- **PROBLEM REQUIREMENTS**:
The records below must be transcribed precisely and in full.

- **RECORD EXTRACTS**:
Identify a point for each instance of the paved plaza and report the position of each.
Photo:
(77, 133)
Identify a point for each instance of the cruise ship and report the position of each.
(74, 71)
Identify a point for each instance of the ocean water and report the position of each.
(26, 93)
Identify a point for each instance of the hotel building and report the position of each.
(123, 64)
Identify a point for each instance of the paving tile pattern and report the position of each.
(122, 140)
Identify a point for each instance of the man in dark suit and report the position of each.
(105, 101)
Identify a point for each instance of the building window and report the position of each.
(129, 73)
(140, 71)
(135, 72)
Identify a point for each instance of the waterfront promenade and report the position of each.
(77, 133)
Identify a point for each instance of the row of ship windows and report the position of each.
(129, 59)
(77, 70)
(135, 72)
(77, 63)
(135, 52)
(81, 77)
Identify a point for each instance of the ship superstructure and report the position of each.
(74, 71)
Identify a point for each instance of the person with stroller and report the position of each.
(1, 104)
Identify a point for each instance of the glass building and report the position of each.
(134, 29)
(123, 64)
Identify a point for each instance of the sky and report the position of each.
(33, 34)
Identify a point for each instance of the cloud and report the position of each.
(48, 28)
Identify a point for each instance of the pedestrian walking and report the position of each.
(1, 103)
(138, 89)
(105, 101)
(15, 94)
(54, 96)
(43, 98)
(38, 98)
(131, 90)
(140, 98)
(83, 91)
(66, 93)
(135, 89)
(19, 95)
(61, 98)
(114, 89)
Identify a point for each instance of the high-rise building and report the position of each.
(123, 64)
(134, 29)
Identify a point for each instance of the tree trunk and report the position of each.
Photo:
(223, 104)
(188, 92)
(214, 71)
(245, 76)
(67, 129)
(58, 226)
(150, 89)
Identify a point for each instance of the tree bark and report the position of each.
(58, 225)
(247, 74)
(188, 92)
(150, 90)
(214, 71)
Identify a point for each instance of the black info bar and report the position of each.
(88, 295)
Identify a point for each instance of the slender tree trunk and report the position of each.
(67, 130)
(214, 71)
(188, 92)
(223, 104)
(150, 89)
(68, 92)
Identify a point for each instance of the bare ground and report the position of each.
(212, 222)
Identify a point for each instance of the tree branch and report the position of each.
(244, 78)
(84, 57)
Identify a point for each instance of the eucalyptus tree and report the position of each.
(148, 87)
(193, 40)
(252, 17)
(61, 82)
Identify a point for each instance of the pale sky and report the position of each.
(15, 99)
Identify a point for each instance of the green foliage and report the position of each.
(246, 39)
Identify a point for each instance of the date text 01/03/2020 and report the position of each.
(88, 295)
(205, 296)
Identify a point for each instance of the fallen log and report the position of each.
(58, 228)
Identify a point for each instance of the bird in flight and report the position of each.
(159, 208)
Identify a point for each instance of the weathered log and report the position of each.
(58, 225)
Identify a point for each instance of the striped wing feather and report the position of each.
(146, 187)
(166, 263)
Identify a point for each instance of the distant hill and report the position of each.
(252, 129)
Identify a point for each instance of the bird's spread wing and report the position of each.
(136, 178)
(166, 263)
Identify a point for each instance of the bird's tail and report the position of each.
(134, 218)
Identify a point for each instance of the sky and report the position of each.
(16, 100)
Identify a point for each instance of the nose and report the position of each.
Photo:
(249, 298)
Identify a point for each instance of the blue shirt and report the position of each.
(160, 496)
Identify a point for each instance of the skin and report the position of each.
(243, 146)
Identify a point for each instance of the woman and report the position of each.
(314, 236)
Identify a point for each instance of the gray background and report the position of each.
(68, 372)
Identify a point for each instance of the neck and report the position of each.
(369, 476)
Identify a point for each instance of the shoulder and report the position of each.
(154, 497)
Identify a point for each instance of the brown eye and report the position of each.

- **SOLVED PROBLEM**:
Identify a point for each instance of the paved plaza and report the position of each.
Photo:
(77, 133)
Identify a point for each instance of the cruise ship and report the position of each.
(74, 71)
Identify a point for each instance of the ocean water and report the position of each.
(26, 93)
Identify a point for each instance of the hotel building and report the position of each.
(123, 64)
Identify a point for each instance of the paving tile pattern and report the position of each.
(122, 140)
Identify a point for each instance of the man in dark suit and report the position of each.
(105, 101)
Identify a point for each instance of the building window and report the position of each.
(129, 73)
(140, 71)
(135, 72)
Identify a point for each instance of the waterfront promenade and report the position of each.
(77, 133)
Identify a point for each instance of the row of ship windows and report the position of each.
(129, 59)
(77, 70)
(135, 72)
(77, 63)
(135, 52)
(81, 77)
Identify a point for each instance of the ship superstructure and report the position of each.
(74, 71)
Identify a point for each instance of the person with stroller and report the position of each.
(1, 104)
Identify a point for each instance of the glass building and report the position of each.
(134, 29)
(123, 64)
Identify a point for each instance of the sky and report the position of each.
(33, 34)
Identify a point for each instance of the cloud and report the position of each.
(48, 28)
Identify a point for each instance of the pedestrian walking and report the position of each.
(1, 103)
(138, 89)
(105, 101)
(15, 94)
(54, 96)
(43, 98)
(38, 98)
(131, 90)
(140, 98)
(83, 91)
(66, 93)
(135, 89)
(19, 95)
(61, 98)
(114, 89)
Identify a point for each instance of the high-rise building and report the position of each.
(123, 64)
(134, 29)
Identify a point for each instance of the tree trunk and report the position of each.
Photo:
(223, 104)
(188, 92)
(214, 71)
(245, 76)
(67, 129)
(58, 226)
(150, 89)
Identify a point for each instance of the tree bark and report the position of each.
(58, 225)
(247, 74)
(188, 92)
(150, 90)
(214, 71)
Identify a point for each instance of the black info bar and report the position of each.
(88, 295)
Identify a point for each instance of the slender tree trunk and report the position of each.
(67, 130)
(214, 71)
(188, 92)
(223, 104)
(150, 89)
(68, 92)
Identify a point for each instance of the bare ground and report the position of each.
(212, 222)
Identify a point for each instance of the tree branch and report the position of each.
(244, 78)
(84, 57)
Identify a point for each instance of the eucalyptus tree and report the position of each.
(148, 87)
(193, 40)
(252, 17)
(61, 82)
Identify a point for each instance of the pale sky and report the position of each.
(15, 99)
Identify a point for each instance of the green foliage and report the position of each.
(246, 39)
Identify a point for each instance of the date text 01/03/2020 and report the position of each.
(88, 295)
(205, 296)
Identify a point for each instance of the fallen log and report the position of each.
(58, 228)
Identify a point for each instance of the bird in flight and report the position of each.
(159, 208)
Identify a point for each instance of the weathered log and report the position of each.
(58, 225)
Identify a point for each instance of the striped wing feather and report the position of each.
(146, 187)
(166, 263)
Identify a point for each instance of the distant hill and report the position of each.
(252, 129)
Identify a point for each instance of the bird's spread wing and report the position of each.
(136, 178)
(166, 263)
Identify a point for each instance of the bird's tail and report the position of each.
(134, 218)
Identify a point for each instance of the sky and report the position of each.
(16, 100)
Identify a point for each instance of the nose and report the position of each.
Photo:
(249, 298)
Identify a point for each instance of the blue shirt and report the position of each.
(160, 496)
Identify a point for each instance of the skin and report the position of each.
(243, 146)
Identify a point for each instance of the woman and report the position of each.
(314, 236)
Identify a point for each instance of the gray background and report the position of each.
(68, 372)
Identify a point for each instance of the neck and report the position of each.
(369, 476)
Identify a point for each instance of the shoulder and report the position of each.
(154, 497)
Identify a point for each instance of the brown eye and report the position of each.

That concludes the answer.